** Data records **
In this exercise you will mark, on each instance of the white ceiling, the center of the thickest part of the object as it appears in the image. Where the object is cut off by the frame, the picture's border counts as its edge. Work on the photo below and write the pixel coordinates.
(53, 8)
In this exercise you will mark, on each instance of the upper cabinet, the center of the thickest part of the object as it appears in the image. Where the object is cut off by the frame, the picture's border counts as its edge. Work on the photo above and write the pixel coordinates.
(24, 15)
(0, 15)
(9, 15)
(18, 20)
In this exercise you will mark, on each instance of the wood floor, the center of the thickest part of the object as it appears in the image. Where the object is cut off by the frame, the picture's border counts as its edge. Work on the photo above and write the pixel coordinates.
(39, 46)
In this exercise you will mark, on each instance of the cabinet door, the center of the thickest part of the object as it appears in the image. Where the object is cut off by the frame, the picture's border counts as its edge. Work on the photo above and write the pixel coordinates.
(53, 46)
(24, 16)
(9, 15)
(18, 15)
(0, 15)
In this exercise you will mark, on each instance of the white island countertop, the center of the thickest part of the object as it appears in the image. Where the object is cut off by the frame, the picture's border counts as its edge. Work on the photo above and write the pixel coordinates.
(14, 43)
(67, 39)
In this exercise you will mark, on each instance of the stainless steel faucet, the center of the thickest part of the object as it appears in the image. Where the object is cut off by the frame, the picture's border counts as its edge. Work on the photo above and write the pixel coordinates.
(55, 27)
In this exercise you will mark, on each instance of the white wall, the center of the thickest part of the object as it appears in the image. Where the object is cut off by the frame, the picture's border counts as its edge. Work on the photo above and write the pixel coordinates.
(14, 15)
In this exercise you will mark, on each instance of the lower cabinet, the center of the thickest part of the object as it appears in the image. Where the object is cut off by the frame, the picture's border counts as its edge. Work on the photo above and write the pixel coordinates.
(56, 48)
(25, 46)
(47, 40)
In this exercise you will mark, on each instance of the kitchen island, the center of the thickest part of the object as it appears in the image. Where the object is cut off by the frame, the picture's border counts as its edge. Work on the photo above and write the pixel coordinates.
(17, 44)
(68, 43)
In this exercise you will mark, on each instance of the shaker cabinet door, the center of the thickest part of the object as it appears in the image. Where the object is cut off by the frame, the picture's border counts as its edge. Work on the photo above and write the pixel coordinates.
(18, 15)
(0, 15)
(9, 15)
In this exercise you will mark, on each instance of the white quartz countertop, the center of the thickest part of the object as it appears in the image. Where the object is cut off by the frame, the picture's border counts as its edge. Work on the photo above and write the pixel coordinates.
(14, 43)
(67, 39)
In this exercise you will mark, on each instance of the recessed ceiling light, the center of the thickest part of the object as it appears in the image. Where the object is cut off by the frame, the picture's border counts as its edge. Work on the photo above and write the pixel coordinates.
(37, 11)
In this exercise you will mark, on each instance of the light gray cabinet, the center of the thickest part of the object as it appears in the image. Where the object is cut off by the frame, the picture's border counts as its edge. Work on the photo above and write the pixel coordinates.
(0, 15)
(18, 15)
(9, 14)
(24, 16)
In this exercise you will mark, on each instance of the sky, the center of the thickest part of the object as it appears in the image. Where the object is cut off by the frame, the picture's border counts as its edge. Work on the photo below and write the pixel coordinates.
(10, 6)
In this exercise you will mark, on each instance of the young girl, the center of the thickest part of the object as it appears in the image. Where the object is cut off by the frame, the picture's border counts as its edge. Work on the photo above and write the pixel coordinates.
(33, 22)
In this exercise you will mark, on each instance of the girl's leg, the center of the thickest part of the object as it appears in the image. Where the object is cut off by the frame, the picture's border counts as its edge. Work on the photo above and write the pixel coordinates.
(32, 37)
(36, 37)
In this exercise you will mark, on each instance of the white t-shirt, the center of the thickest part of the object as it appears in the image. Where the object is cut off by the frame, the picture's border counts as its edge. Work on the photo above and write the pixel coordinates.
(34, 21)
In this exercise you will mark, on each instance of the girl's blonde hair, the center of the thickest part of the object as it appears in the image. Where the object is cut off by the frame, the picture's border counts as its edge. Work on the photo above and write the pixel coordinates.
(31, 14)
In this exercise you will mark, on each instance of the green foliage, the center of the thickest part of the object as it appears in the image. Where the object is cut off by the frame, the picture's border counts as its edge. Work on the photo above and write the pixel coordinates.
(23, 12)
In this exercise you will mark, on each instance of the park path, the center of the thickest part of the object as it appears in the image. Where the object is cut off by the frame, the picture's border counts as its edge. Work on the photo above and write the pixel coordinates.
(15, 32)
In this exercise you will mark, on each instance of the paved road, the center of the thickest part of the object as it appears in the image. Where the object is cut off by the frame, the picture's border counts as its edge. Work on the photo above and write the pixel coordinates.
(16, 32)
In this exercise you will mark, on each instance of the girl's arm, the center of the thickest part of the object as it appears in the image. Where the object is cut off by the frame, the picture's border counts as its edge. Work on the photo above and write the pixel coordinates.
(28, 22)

** Exercise **
Your task is to return the full listing exactly as it was given.

** Solution to the exercise **
In this exercise you will mark, on each instance of the white ceiling, the center of the thickest part of the object as it appears in the image. Where the object is cut off by the frame, the picture's border counts as its edge. Work on the photo below and write the pixel coordinates.
(53, 8)
In this exercise you will mark, on each instance of the upper cabinet, the center of the thickest part of the object as it appears in the image. Where the object is cut off by the frame, the picture's border counts as its edge. Work on the photo above and write the pixel coordinates.
(24, 15)
(0, 15)
(9, 15)
(18, 20)
In this exercise you will mark, on each instance of the wood floor, the center of the thickest part of the object as it appears in the image. Where the object is cut off by the frame, the picture's border counts as its edge. Work on the photo above and write the pixel coordinates.
(39, 46)
In this exercise you will mark, on each instance of the cabinet door, the center of the thickest part of the object as it appears in the image. Where the object is cut off by the frame, the picture's border counts as its edge. Work on the photo above and write the pixel coordinates.
(53, 46)
(24, 16)
(9, 15)
(18, 15)
(0, 15)
In this exercise you will mark, on each instance of the white island countertop, the center of the thickest part of the object as it appears in the image. Where the object is cut off by the frame, the picture's border counts as its edge. Work on the photo above and write the pixel coordinates.
(14, 43)
(67, 39)
In this exercise you will mark, on each instance of the stainless steel faucet, the center of the thickest part of the object as it appears in the image. Where the object is cut off by the frame, the picture's border counts as its edge. Work on the photo above and write the pixel coordinates.
(55, 27)
In this exercise you will mark, on each instance of the white wall, the center of the thickest part of the object as it appears in the image. Where the object is cut off by the frame, the picture's border counts as its edge. Work on the photo above and write the pixel coordinates.
(14, 15)
In this exercise you will mark, on each instance of the lower cabinet, the center of the thickest part of the object as it appears in the image. Where the object is cut off by the frame, the picture's border counts as its edge. Work on the photo above and write the pixel coordinates.
(56, 48)
(25, 46)
(47, 40)
In this exercise you will mark, on each instance of the kitchen island, the center of the thickest part of the object as it appears in the image. Where the object is cut off by the frame, the picture's border counts as its edge. Work on the photo above and write the pixel coordinates.
(17, 44)
(68, 43)
In this exercise you will mark, on each instance of the shaker cabinet door, the center of the thickest part of the object as it appears in the image. Where the object is cut off by the frame, the picture's border counts as its edge. Work on the photo above and write the pixel coordinates.
(18, 15)
(0, 15)
(9, 15)
In this exercise you will mark, on each instance of the white quartz countertop, the center of the thickest part of the object as it appears in the image. Where the object is cut off by the frame, the picture's border counts as its edge. Work on the photo above and write the pixel coordinates.
(14, 43)
(67, 39)
In this exercise you will mark, on each instance of the recessed ceiling light, the center of the thickest part of the object as it appears in the image. Where the object is cut off by the frame, the picture's border counts as its edge. Work on the photo above and write the pixel coordinates.
(37, 11)
In this exercise you will mark, on each instance of the light gray cabinet, the center of the thickest part of the object as it appears in the image. Where the object is cut off by the frame, the picture's border counts as its edge. Work on the photo above and write the pixel coordinates.
(0, 15)
(18, 15)
(9, 14)
(24, 16)
In this exercise you will mark, on each instance of the sky, the center of the thickest part of the object as it appears in the image. Where the object is cut off by the frame, the picture's border counts as its edge. Work on the photo below and write the pixel coordinates.
(10, 6)
In this exercise you will mark, on each instance of the young girl, the center of the thickest part of the object as it appears in the image. Where the object is cut off by the frame, the picture's border counts as its edge. Work on the photo above and write the pixel coordinates.
(33, 22)
In this exercise you will mark, on each instance of the girl's leg, the center of the thickest part of the object as it appears in the image. Where the object is cut off by the frame, the picture's border counts as its edge. Work on the photo above and write the pixel coordinates.
(32, 37)
(36, 37)
In this exercise you will mark, on each instance of the white t-shirt, the center of the thickest part of the object as it appears in the image. Where the object is cut off by the frame, the picture's border counts as its edge. Work on the photo above and write the pixel coordinates.
(34, 21)
In this exercise you will mark, on each instance of the girl's blonde hair, the center of the thickest part of the object as it appears in the image. Where the object is cut off by the frame, the picture's border counts as its edge. Work on the photo above and write the pixel coordinates.
(31, 14)
In this exercise you will mark, on each instance of the green foliage, the center of the thickest part of the object as it appears in the image. Where the object is cut off by the frame, the picture's border counts as its edge. Work on the photo above and write the pixel coordinates.
(23, 12)
In this exercise you will mark, on each instance of the park path, the center of the thickest part of the object as it appears in the image. Where the object is cut off by the frame, the picture's border counts as its edge. Work on the photo above and write the pixel coordinates.
(15, 32)
In this exercise you will mark, on each instance of the paved road, the center of the thickest part of the object as it appears in the image. Where the object is cut off by the frame, the picture's border counts as its edge. Work on the photo above and write the pixel coordinates.
(16, 32)
In this exercise you will mark, on each instance of the girl's arm, the center of the thickest part of the object as it appears in the image. Where the object is cut off by the frame, the picture's border counts as its edge. Work on the photo above and write the pixel coordinates.
(28, 22)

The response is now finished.